- [Records supplied]:
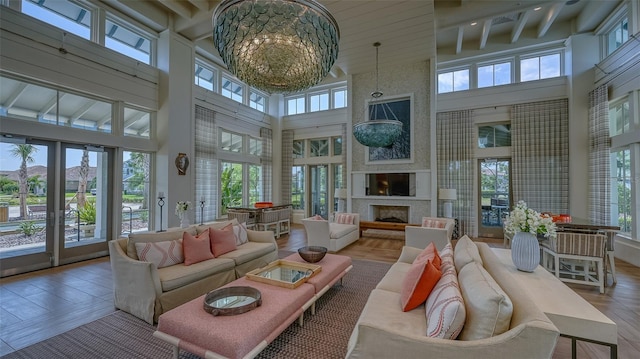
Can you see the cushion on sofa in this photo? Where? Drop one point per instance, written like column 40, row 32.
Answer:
column 466, row 252
column 338, row 230
column 150, row 237
column 445, row 309
column 249, row 251
column 488, row 307
column 196, row 248
column 240, row 232
column 162, row 254
column 344, row 218
column 177, row 276
column 418, row 283
column 222, row 240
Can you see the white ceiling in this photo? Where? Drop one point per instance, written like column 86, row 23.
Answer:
column 409, row 31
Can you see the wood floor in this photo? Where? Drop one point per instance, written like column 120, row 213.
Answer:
column 38, row 305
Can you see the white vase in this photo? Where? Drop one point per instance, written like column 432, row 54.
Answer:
column 525, row 251
column 184, row 221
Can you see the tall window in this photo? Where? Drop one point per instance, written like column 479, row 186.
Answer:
column 257, row 101
column 494, row 74
column 205, row 76
column 619, row 117
column 621, row 181
column 135, row 192
column 618, row 35
column 295, row 105
column 453, row 81
column 540, row 67
column 64, row 14
column 231, row 89
column 127, row 40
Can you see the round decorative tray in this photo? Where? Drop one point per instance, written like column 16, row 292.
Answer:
column 232, row 300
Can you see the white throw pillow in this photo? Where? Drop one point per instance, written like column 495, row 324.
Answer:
column 445, row 309
column 488, row 307
column 162, row 254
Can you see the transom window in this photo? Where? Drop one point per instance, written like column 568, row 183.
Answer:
column 540, row 67
column 453, row 81
column 205, row 76
column 64, row 14
column 494, row 74
column 231, row 89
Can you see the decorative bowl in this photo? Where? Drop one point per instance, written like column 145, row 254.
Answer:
column 312, row 254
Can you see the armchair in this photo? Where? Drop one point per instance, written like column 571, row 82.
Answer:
column 433, row 229
column 340, row 231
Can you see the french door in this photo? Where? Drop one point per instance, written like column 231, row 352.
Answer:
column 54, row 204
column 494, row 196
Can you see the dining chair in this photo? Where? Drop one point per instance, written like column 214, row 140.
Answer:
column 577, row 255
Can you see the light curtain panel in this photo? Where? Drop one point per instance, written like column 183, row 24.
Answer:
column 457, row 165
column 599, row 156
column 206, row 163
column 540, row 152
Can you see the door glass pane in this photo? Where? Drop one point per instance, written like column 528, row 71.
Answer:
column 297, row 187
column 494, row 192
column 319, row 195
column 23, row 199
column 86, row 220
column 230, row 186
column 136, row 196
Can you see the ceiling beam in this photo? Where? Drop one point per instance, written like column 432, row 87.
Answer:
column 549, row 18
column 177, row 7
column 486, row 28
column 522, row 21
column 459, row 40
column 11, row 100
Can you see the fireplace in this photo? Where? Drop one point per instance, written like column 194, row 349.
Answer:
column 386, row 213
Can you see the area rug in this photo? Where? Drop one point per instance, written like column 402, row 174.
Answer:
column 324, row 335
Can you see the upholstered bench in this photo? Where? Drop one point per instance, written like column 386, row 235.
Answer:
column 245, row 335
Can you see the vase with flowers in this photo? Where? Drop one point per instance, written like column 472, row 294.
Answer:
column 181, row 211
column 526, row 225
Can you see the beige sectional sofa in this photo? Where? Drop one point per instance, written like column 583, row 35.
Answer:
column 142, row 289
column 385, row 331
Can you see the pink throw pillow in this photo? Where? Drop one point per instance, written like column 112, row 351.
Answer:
column 418, row 284
column 196, row 248
column 222, row 240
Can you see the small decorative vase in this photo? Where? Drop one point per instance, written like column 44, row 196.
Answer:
column 184, row 221
column 525, row 251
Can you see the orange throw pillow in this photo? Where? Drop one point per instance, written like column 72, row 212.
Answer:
column 431, row 253
column 418, row 283
column 222, row 240
column 196, row 248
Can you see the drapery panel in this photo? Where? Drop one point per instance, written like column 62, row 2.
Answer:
column 206, row 163
column 457, row 165
column 287, row 163
column 599, row 157
column 267, row 162
column 540, row 155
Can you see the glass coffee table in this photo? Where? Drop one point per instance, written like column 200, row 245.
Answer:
column 285, row 274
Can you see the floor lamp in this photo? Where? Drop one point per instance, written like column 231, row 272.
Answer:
column 447, row 195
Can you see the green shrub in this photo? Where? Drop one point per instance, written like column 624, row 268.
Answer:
column 87, row 213
column 29, row 228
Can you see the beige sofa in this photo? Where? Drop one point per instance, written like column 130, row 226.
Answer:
column 146, row 291
column 330, row 234
column 420, row 237
column 385, row 331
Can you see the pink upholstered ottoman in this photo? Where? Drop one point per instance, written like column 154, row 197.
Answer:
column 334, row 267
column 245, row 335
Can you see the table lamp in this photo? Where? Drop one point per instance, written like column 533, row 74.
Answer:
column 447, row 195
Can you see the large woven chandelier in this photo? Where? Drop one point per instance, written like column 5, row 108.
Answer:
column 278, row 46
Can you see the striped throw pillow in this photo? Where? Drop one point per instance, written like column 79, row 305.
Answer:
column 162, row 254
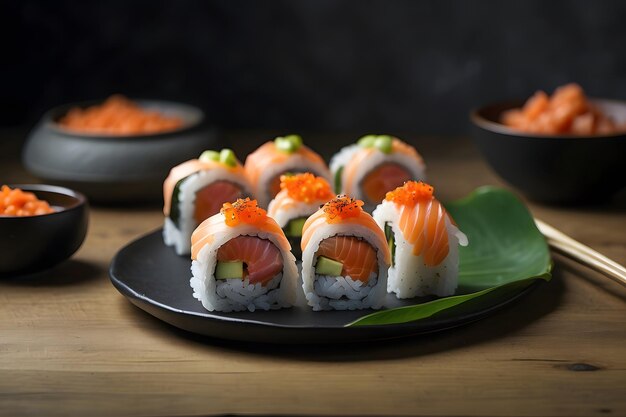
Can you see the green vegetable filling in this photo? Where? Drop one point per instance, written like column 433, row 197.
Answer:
column 338, row 184
column 294, row 227
column 383, row 143
column 229, row 270
column 391, row 240
column 288, row 144
column 327, row 266
column 225, row 156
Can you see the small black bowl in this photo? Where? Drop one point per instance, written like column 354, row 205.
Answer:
column 116, row 168
column 561, row 169
column 34, row 243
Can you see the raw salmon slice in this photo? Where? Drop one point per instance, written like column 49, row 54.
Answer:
column 209, row 199
column 262, row 259
column 357, row 256
column 385, row 177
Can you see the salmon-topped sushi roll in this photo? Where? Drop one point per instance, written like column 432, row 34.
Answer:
column 345, row 258
column 373, row 166
column 283, row 155
column 301, row 195
column 195, row 190
column 423, row 240
column 242, row 261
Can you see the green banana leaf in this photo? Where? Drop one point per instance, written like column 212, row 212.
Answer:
column 505, row 255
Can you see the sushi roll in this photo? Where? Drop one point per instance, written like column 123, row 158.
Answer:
column 374, row 165
column 301, row 195
column 195, row 190
column 242, row 261
column 282, row 155
column 424, row 242
column 345, row 258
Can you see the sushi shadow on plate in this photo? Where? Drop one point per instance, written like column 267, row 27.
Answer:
column 509, row 320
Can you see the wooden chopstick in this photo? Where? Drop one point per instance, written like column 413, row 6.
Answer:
column 575, row 250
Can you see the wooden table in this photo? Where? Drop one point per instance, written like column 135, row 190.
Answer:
column 71, row 344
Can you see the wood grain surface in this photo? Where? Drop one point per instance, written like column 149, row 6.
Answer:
column 71, row 344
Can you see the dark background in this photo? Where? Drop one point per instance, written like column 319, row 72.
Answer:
column 321, row 65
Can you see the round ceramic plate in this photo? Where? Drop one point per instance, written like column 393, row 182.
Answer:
column 156, row 280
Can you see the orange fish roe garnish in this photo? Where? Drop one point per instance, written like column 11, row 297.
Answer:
column 567, row 111
column 306, row 187
column 411, row 193
column 15, row 202
column 243, row 211
column 118, row 116
column 342, row 207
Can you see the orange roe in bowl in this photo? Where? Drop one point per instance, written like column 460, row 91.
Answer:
column 567, row 112
column 118, row 116
column 411, row 193
column 341, row 208
column 306, row 187
column 243, row 211
column 18, row 203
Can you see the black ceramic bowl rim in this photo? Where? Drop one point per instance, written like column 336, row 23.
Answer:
column 194, row 117
column 477, row 117
column 78, row 200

- [Activity]: Looking at the entries, count the lines where the word "floor" appears, and state the count by itself.

- [Result below]: 2